### [DATA]
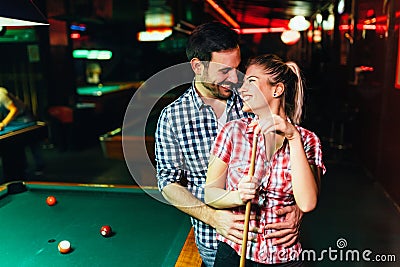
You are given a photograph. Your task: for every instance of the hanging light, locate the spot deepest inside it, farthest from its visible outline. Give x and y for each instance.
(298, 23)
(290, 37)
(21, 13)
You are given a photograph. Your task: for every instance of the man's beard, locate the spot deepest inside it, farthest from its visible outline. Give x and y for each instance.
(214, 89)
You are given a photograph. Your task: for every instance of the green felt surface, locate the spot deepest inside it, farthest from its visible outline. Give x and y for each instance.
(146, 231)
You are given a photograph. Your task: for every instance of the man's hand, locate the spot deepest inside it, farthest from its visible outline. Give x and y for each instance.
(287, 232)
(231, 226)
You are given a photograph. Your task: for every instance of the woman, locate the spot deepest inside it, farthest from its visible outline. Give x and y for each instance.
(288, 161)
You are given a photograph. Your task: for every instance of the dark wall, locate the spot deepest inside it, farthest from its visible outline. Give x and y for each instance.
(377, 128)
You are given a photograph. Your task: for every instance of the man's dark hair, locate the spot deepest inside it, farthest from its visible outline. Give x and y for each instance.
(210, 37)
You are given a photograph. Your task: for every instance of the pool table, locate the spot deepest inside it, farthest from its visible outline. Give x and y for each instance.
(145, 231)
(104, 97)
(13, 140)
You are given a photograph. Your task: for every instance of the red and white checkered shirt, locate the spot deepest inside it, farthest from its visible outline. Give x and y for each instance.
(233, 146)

==

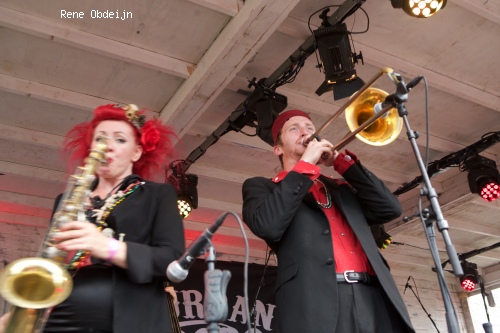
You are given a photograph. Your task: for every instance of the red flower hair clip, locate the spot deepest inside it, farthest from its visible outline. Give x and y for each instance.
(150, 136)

### [TASK DESCRIPTION]
Pick out and copy every line of the material that contains the string "hair". Case counts.

### [ANSWER BELOW]
You are given a photograph. Your task: for every instance of the man's dark hair, locate the spot deepest inside it, farthest from its visible outline. Give x and y for each instance.
You are given a photograph. Your task: for every instance of the red flower hair clip, locate the spot deepest inside it, farthest from its visible outline. Give x and y for each instance.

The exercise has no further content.